* [Written exercise]: Send back the entries below exactly as they appear.

[Dataset rows]

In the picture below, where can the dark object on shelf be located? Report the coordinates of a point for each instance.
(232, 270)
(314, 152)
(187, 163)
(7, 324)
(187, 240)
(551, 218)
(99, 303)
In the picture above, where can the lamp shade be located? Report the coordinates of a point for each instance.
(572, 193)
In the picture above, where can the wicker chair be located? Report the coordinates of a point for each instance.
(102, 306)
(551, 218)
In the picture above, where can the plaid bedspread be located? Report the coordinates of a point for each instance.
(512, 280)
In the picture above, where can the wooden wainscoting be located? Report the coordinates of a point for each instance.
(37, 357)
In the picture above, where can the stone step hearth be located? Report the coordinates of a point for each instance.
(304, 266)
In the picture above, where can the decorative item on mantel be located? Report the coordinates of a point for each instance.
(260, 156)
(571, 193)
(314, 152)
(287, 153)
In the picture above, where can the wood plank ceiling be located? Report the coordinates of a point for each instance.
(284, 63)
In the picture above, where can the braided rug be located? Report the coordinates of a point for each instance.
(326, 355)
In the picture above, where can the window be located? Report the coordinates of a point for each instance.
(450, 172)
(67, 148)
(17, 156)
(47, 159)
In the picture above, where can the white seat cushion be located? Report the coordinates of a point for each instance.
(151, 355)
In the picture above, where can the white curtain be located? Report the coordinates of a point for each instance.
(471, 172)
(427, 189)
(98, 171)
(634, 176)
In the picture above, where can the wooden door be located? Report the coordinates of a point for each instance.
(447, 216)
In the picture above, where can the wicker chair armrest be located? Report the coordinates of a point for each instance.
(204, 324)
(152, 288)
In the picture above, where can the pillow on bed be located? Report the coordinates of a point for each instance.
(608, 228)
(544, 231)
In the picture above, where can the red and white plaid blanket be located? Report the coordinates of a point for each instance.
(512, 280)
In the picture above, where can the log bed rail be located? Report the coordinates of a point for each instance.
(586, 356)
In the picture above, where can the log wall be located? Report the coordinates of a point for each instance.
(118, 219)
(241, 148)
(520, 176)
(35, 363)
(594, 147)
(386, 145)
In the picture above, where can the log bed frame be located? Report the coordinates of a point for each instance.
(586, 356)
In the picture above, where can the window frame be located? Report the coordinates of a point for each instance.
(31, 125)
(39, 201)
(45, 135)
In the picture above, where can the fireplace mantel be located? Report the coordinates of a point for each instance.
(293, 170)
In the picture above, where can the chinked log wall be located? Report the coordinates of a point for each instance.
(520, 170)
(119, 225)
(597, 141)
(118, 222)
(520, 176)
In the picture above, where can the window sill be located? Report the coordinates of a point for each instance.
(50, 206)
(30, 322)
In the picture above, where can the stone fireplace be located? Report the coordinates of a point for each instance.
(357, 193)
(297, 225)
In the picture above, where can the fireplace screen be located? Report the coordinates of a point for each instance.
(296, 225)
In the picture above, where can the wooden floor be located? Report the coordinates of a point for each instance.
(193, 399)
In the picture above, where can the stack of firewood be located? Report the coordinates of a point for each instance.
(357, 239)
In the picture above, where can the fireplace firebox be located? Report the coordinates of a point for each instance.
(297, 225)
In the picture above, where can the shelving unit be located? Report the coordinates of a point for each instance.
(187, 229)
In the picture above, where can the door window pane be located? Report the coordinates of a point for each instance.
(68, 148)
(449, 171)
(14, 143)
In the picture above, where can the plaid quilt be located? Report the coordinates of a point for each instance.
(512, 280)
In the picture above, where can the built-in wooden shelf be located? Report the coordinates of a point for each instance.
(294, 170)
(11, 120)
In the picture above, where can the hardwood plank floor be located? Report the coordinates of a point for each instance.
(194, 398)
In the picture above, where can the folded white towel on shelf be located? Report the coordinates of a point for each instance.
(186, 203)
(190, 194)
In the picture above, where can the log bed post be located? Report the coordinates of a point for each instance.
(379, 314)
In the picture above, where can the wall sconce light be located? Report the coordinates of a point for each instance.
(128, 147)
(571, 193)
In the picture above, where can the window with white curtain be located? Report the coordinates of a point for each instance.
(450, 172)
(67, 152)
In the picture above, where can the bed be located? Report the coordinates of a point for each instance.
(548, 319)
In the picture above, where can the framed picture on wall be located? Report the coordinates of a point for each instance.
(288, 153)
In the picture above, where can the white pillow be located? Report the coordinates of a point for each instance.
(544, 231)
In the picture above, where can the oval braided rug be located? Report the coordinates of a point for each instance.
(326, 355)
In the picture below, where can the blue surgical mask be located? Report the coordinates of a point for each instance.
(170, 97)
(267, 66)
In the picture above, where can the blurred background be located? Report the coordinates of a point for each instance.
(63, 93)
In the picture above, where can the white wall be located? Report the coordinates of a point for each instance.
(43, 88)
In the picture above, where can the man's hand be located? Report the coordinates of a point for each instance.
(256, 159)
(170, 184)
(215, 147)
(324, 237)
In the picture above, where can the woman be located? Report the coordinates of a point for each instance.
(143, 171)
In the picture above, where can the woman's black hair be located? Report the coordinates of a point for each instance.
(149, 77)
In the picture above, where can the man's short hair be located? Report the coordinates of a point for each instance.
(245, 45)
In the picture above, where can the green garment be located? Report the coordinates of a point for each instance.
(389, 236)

* [Exercise output]:
In the picture below, where can the dark object on shelf be located? Report the coordinates of a point for each instance.
(232, 270)
(314, 152)
(187, 163)
(7, 324)
(187, 240)
(551, 218)
(99, 303)
In the picture above, where can the lamp shade be located? Report the coordinates of a point for each instance.
(572, 193)
In the picture above, where can the wicker chair be located? Report the coordinates of a point for each instance.
(102, 306)
(551, 218)
In the picture above, where can the plaid bedspread be located? Report the coordinates of a point for each instance.
(512, 280)
In the picture above, where can the wooden wainscoting be located? Report the coordinates of a point for each instance.
(37, 357)
In the picture above, where can the stone step hearth be located? Report the coordinates of a point for each instance.
(304, 266)
In the picture above, where can the decorative item on mantel be located? Report the coordinates of a point for each instance.
(260, 156)
(571, 193)
(314, 152)
(287, 153)
In the picture above, where can the wood plank ceiling be located? Report the coordinates of a point for each instance.
(284, 63)
In the picture above, where can the braided rug be located? Report the coordinates of a point for each instance.
(326, 355)
In the picture above, where can the window be located? Report the coordinates of a point for each instance.
(450, 172)
(67, 148)
(17, 156)
(47, 159)
In the picture above, where can the white seat cushion be located? Report the coordinates of a point for each instance.
(151, 355)
In the picture above, where can the white curtain be located? Report the coordinates of a point for each instance.
(471, 172)
(427, 189)
(98, 171)
(634, 176)
In the picture above, where can the wooden door be located? Report the coordinates of a point for each instance.
(447, 216)
In the picture above, where can the wicker chair armrest be located? Report the coordinates of a point for each instance.
(204, 324)
(152, 288)
In the picture above, where can the pillow on bed be located? Report the coordinates of a point for each instance.
(608, 228)
(544, 231)
In the picture above, where can the red and white plaid blanket be located? Report the coordinates of a point for each instance.
(512, 280)
In the picture above, where can the log bed rail be located? Report the coordinates of a point for each instance.
(586, 356)
In the picture above, where can the log wall be located? Report the coordinates of a point for each instance.
(118, 219)
(241, 148)
(520, 176)
(35, 363)
(594, 147)
(386, 145)
In the picture above, where can the log bed frame be located? Report the coordinates of a point for each instance.
(586, 356)
In the picture above, where can the window frame be located? Report the coordinates of a point for each instance.
(31, 125)
(39, 201)
(45, 135)
In the picture above, where can the fireplace mantel be located? Report the coordinates of a point for each instance.
(293, 170)
In the picture above, where can the chinked log wall be located? Report the coordinates of a point for each instance.
(520, 170)
(119, 225)
(597, 141)
(118, 222)
(520, 176)
In the picture above, where can the window sill be located? Report the coordinates of a point for each instance.
(50, 206)
(30, 322)
In the picture above, where can the stone fireplace be located? Report the coordinates of a point for each instance.
(357, 193)
(297, 225)
In the picture above, where can the fireplace screen be located? Report the coordinates of a point for each instance.
(296, 225)
In the picture above, where can the wooden floor be located? Report the coordinates of a point for each instance.
(193, 399)
In the picture above, where can the stack of firewood be located? Report the coordinates of a point for each instance.
(357, 239)
In the picture above, where can the fireplace firebox be located? Report the coordinates of a point for each instance.
(297, 225)
In the picture above, where can the shelving unit be located? Report the coordinates of a point for each instance.
(187, 229)
In the picture above, where can the door window pane be located? Report the coordinates of a point for each instance.
(68, 148)
(449, 171)
(14, 143)
In the picture above, where can the plaid quilt be located? Report the coordinates of a point for each instance.
(512, 280)
In the picture above, where can the built-in wooden shelf be located? Report the coordinates of a point for each instance.
(294, 170)
(11, 120)
In the picture above, where can the hardwood plank floor be located? Report the coordinates of a point for each instance.
(194, 398)
In the picture above, where can the folded white towel on shelf be located? Report the coordinates of a point for each instance.
(186, 203)
(190, 194)
In the picture above, where can the log bed post be located? Report the coordinates of a point for each instance.
(379, 314)
In the picture above, where can the wall sconce light be located? Report the coordinates of a point for each instance.
(128, 147)
(571, 193)
In the picture above, where can the window with white curtain be located? Report the coordinates of a point for each instance.
(450, 172)
(67, 152)
In the picture above, where can the bed be located? Report the coordinates of a point for each instance.
(548, 319)
In the picture above, where can the framed picture on wall be located? Report the coordinates of a point for each instance.
(288, 153)
In the picture above, where can the white pillow be located? Report the coordinates of a point for each instance.
(544, 231)
In the picture above, where can the oval braided rug be located? Report the coordinates of a point for each instance.
(326, 355)
In the picture below, where can the blue surgical mask be located? Report the coordinates of a point for each instance.
(170, 97)
(267, 66)
In the picture above, where can the blurred background be located? Report the coordinates of a point for each instance.
(63, 93)
In the picture above, where can the white wall be located? Report the coordinates of a point for each instance.
(43, 88)
In the picture above, where can the man's hand be located? Report the coordinates of a point for each instance.
(256, 159)
(170, 184)
(215, 147)
(324, 237)
In the picture above, where can the woman be located? Report the coordinates of a point for each instance.
(143, 171)
In the picture above, where can the woman's black hair be located? Report the coordinates of a point for each instance.
(149, 77)
In the picture above, where can the man's short hair be located? Report the coordinates of a point for each instance.
(245, 45)
In the picture above, where can the green garment be located? Report the coordinates of a point for each instance.
(389, 236)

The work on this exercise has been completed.